Object pointing dataset rows
......

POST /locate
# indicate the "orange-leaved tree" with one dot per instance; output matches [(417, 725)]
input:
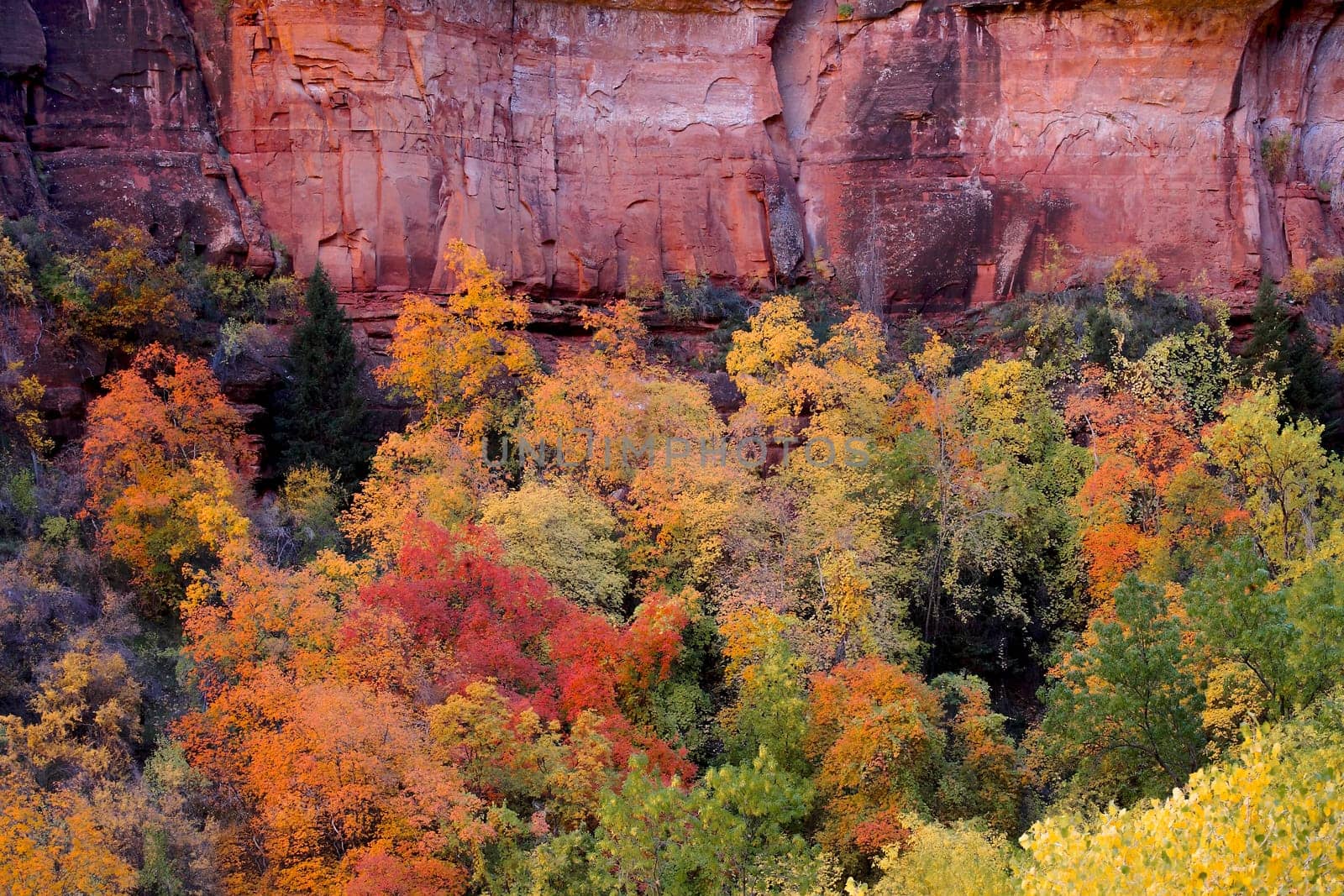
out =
[(463, 360), (161, 458)]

......

Can you lay out these rows as a two-column CSV headed instruction and points, one line per row with the request text first and its answer second? Put each value in a single quoted field with line breaks replaced by spaces, and leave the pictures out.

* _WORKED SOLUTION_
instruction,points
"POST /locate # indicate the ""orange-leaved tree"" with one dot per instance; output matches [(417, 725)] input: out =","[(463, 360), (161, 458)]"